── RECORDS FOR THIS EXERCISE ──
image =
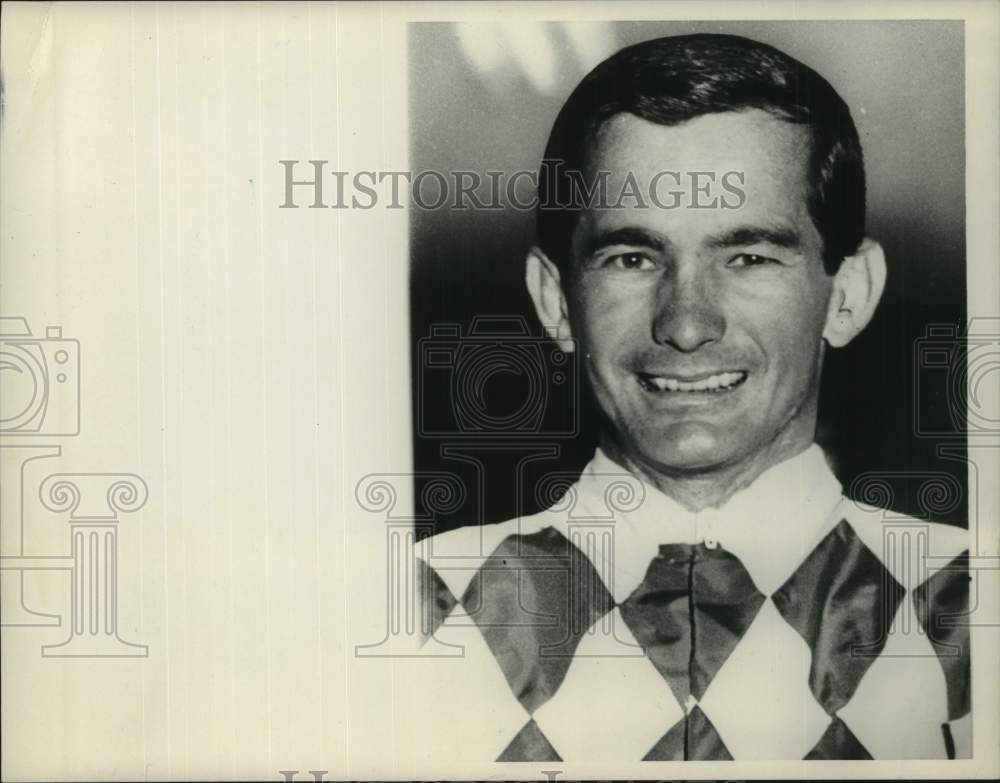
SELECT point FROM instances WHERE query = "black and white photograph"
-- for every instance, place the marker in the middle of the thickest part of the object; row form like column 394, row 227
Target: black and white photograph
column 529, row 391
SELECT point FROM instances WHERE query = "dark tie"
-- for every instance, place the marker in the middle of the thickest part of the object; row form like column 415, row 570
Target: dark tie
column 690, row 611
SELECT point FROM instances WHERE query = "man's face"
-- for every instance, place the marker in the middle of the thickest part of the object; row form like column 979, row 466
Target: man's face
column 702, row 328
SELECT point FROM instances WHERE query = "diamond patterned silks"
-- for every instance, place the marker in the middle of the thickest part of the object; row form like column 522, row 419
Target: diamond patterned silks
column 543, row 594
column 942, row 604
column 690, row 611
column 841, row 600
column 596, row 680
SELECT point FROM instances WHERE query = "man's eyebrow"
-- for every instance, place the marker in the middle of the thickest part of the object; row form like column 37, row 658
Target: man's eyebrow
column 629, row 235
column 779, row 236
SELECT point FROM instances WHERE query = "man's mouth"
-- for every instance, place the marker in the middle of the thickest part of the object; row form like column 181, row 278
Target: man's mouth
column 715, row 382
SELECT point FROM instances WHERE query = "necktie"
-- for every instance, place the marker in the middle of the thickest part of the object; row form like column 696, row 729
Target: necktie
column 690, row 611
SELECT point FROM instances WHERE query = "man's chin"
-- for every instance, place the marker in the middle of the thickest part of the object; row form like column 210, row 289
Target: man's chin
column 687, row 448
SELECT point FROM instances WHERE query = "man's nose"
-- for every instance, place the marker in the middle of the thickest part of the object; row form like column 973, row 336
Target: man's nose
───
Set down exactly, and only, the lines of the data above from the line containing "973, row 336" through the last one.

* _SOLUTION FOR THIS EXERCISE_:
-- for every instance, place the marker in the middle of the thickest part of the object; row form like column 973, row 336
Target: man's nose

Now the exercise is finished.